┌─ Records supplied

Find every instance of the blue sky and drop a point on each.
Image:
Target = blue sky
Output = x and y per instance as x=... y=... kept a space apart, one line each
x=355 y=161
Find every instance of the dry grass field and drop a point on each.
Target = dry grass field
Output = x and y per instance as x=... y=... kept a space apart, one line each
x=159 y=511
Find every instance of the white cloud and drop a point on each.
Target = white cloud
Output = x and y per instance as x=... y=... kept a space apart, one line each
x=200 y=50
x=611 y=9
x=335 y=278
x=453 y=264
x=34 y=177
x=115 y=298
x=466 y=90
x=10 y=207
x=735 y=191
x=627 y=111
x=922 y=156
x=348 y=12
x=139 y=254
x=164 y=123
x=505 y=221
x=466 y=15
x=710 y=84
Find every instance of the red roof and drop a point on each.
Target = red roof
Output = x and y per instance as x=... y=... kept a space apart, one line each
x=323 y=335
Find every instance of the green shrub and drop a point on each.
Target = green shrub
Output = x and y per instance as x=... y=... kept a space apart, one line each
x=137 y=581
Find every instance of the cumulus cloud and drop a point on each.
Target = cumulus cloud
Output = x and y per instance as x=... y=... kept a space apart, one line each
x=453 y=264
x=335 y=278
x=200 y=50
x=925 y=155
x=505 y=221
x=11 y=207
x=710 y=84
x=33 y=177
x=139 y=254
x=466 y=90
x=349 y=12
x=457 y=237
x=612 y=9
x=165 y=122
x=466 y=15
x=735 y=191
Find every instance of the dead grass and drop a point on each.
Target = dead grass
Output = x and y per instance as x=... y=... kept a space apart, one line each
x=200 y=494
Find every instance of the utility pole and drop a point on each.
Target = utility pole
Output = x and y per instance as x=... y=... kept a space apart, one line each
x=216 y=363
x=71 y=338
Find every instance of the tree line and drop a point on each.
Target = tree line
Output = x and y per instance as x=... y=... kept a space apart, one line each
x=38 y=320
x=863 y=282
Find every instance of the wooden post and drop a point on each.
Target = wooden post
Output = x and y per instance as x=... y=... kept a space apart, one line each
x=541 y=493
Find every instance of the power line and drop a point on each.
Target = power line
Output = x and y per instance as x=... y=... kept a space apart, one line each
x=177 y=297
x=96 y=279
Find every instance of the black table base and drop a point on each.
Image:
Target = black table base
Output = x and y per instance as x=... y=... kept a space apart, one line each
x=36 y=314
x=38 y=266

└─

*Objective*: Rewrite the records above as a numbered list, one line per item, with blank lines left out.

*Answer*:
1. Find every instance of the blue sky and drop a point on each.
2. Image:
3. Target = blue sky
4. Output = x and y per instance as x=... y=... kept a space apart, one line each
5. x=355 y=161
6. Find every instance of the dry grass field and drop a point on each.
7. Target = dry grass field
8. Output = x and y per instance as x=... y=... kept a space apart, one line each
9. x=159 y=511
10. Find every instance of the white cloud and drop a point on each.
11. Target = white cloud
12. Output = x and y per instance as x=... y=... kept a space apart, one line each
13. x=200 y=50
14. x=611 y=9
15. x=335 y=278
16. x=453 y=264
17. x=34 y=177
18. x=115 y=298
19. x=466 y=90
20. x=10 y=207
21. x=735 y=191
22. x=627 y=111
23. x=922 y=156
24. x=348 y=12
25. x=139 y=254
26. x=164 y=123
27. x=505 y=221
28. x=466 y=15
29. x=710 y=84
30. Find every instance of the red roof and drop a point on each.
31. Target = red roof
32. Output = x and y per instance as x=... y=... kept a space apart, one line each
33. x=323 y=335
34. Find every instance of the green shrub and drop a point on each.
35. Target = green shrub
36. Output = x and y per instance as x=... y=... kept a space apart, one line each
37. x=137 y=581
38. Find every instance of the cumulus cloud and drop a point on each.
39. Target = cumulus cloud
40. Output = x and y per instance as x=... y=... kept a space apart, one line each
41. x=453 y=264
42. x=335 y=278
43. x=200 y=50
44. x=925 y=155
45. x=505 y=221
46. x=11 y=207
47. x=710 y=84
48. x=33 y=177
49. x=139 y=254
50. x=466 y=90
51. x=349 y=12
52. x=457 y=237
53. x=612 y=9
54. x=165 y=122
55. x=466 y=15
56. x=735 y=191
57. Find every instance of the dead grass and drop a point on each.
58. Target = dead grass
59. Output = x and y per instance as x=... y=... kept a space apart, one line each
60. x=200 y=494
61. Find every instance of the utility pole and drop a point on each.
62. Target = utility pole
63. Output = x and y per instance as x=... y=... kept a space apart, one line each
64. x=216 y=363
65. x=71 y=338
66. Find every instance of the tree line and drop a point on each.
67. Target = tree line
68. Output = x and y per instance as x=... y=... kept a space apart, one line each
69. x=38 y=320
70. x=863 y=282
71. Find every instance of the wooden post and drop a point on each.
72. Target = wooden post
73. Output = x and y per instance as x=... y=... kept a space apart, one line each
74. x=541 y=493
75. Find every instance of the power line and drop a point on each.
76. Target = power line
77. Output = x and y per instance as x=... y=... kept a space apart, one line each
78. x=177 y=297
79. x=96 y=279
80. Find every instance of the black table base and drop a point on each.
81. Image:
82. Target = black table base
83. Output = x and y per instance as x=... y=... kept a space apart, one line each
84. x=36 y=314
85. x=38 y=266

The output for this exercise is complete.